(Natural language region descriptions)
== Segment start ==
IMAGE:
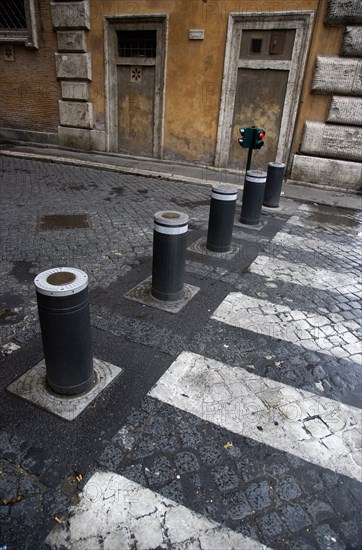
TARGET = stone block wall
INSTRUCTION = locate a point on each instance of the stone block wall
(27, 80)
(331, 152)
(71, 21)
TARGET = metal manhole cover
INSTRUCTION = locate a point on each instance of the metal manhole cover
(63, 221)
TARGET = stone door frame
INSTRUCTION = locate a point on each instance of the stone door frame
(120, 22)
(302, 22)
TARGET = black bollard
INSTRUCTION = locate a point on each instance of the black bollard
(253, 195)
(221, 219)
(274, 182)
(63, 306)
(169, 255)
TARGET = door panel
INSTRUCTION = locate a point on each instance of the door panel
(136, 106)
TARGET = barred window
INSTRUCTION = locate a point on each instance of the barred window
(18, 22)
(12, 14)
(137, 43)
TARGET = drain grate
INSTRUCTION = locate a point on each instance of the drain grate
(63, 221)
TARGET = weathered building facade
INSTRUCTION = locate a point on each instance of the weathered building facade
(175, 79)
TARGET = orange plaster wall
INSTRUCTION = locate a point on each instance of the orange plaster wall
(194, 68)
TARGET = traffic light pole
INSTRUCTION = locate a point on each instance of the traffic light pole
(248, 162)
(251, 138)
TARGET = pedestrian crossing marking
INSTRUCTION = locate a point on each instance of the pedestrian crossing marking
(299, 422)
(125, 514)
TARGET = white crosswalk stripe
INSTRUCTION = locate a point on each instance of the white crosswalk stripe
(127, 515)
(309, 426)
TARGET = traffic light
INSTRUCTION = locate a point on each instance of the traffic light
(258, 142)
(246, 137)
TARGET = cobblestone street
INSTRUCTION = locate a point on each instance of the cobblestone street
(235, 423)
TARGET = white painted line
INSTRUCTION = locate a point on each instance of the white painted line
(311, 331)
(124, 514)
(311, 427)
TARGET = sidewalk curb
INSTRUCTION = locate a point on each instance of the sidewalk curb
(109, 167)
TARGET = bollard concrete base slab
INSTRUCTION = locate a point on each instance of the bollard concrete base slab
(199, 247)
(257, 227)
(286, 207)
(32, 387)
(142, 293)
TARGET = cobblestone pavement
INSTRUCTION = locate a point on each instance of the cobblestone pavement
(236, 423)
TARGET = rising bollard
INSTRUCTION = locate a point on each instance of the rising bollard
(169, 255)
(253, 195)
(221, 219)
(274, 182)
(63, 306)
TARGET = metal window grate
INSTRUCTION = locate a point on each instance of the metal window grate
== Segment end ==
• WORK ORDER: Print exactly the lines from the first line of the records above through the line containing "TARGET = black bollard", both included, and leave the pictures out.

• EXERCISE SOLUTION:
IMAGE:
TARGET = stone block wall
INSTRUCTION = locate a point on each instance of the stone block wall
(27, 80)
(331, 152)
(71, 21)
TARGET = metal manhole cover
INSTRUCTION = locate a point on each instance of the metal manhole cover
(63, 221)
TARGET = stone door frame
INSTRUCTION = locate a point on each instance of the stone door frame
(120, 22)
(302, 22)
TARGET = black bollard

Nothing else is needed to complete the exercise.